**Given instruction**
Print the lines of text in the material below word for word, leaving out the pictures.

**Data shown**
+++

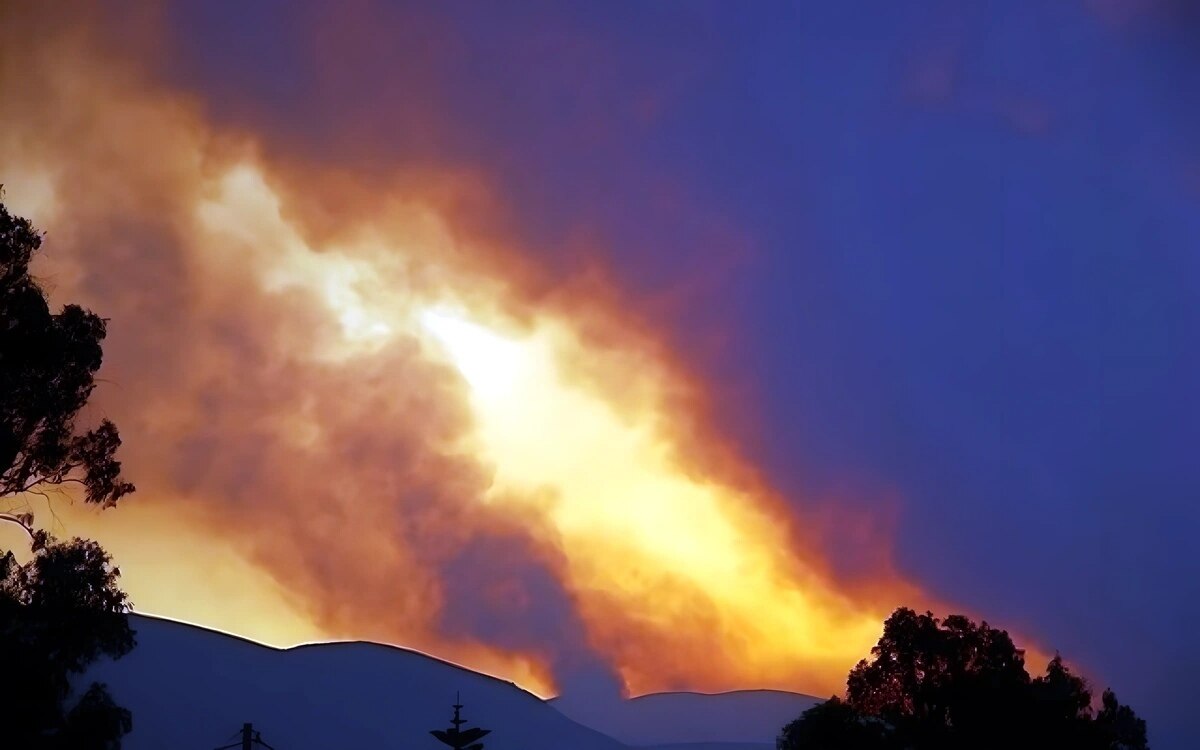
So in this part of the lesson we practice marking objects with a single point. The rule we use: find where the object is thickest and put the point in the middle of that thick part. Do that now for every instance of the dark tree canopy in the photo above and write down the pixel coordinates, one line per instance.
(58, 613)
(834, 725)
(935, 684)
(63, 610)
(47, 367)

+++

**Output of the exercise**
So in this part of the lesson we practice marking objects with a single point. The rule we use: find where the object is thickest and put the point in the middle of that thick part. Do that now for every instance of the dark tree canopy in the photo above and write down the pixel coordinates, one line per instance.
(58, 613)
(834, 725)
(935, 684)
(63, 610)
(47, 367)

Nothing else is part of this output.